TASK PROMPT: Take from the material every line that contains the word "smiling".
_ _ _ _ _ _ _
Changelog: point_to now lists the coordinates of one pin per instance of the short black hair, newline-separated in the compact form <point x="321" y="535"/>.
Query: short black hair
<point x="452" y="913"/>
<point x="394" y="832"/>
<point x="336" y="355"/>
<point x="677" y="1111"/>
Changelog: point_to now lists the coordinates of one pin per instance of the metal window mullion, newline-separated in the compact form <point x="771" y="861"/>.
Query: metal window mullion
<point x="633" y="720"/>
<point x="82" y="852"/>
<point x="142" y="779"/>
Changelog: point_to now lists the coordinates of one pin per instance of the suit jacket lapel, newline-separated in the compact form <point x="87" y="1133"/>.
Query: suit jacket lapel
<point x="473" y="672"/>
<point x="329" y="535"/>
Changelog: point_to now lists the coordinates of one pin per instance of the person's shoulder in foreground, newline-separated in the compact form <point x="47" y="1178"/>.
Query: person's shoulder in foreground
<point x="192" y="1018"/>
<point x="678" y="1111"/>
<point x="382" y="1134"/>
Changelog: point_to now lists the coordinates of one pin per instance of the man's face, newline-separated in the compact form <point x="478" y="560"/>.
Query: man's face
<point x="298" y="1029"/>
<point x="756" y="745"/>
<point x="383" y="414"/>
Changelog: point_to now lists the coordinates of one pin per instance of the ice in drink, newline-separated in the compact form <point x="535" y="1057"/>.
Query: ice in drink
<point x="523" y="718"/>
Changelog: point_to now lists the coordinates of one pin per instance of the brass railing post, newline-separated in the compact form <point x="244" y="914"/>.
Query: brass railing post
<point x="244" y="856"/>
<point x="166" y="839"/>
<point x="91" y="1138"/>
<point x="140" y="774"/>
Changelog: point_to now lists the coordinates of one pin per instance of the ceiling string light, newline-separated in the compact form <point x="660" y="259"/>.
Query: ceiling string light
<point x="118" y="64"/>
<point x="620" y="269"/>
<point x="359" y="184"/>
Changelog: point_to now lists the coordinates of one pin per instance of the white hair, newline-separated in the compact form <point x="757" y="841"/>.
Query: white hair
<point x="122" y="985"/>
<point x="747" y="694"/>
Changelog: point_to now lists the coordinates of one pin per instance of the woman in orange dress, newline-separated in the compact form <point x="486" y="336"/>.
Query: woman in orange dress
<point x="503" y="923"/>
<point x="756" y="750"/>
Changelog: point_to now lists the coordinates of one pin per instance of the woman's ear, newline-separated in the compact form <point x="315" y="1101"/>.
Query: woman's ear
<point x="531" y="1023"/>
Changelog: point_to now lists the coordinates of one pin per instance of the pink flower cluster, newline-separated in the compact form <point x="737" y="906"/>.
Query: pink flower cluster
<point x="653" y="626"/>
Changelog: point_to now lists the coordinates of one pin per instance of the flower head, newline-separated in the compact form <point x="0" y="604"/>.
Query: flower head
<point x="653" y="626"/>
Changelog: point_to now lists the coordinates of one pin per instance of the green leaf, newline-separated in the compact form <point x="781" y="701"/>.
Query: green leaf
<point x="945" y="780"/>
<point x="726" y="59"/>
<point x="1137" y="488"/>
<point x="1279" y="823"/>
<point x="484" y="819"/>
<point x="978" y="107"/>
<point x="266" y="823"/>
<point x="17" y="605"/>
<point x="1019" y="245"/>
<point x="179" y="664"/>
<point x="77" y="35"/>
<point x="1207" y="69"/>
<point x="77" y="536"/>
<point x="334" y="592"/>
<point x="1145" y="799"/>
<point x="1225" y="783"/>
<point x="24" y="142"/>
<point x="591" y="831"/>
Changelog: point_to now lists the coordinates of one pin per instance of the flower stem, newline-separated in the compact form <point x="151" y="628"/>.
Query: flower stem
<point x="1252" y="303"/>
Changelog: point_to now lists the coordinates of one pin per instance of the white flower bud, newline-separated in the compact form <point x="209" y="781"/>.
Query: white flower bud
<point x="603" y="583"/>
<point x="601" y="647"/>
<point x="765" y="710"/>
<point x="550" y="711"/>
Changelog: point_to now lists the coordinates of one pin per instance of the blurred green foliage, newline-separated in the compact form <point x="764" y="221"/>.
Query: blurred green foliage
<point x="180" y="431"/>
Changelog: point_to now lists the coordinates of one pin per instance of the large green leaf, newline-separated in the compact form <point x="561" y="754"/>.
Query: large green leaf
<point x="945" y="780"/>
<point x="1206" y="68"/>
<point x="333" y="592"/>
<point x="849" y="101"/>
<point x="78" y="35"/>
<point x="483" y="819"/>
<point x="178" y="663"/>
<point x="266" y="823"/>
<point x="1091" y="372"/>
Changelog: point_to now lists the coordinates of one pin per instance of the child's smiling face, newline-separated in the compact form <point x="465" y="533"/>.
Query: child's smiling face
_ _ _ _ _ _ _
TASK OUTPUT:
Changelog: point_to now lists the coordinates of one pin per instance of the child's smiling face, newline-separated in the compact form <point x="465" y="533"/>.
Query: child's smiling face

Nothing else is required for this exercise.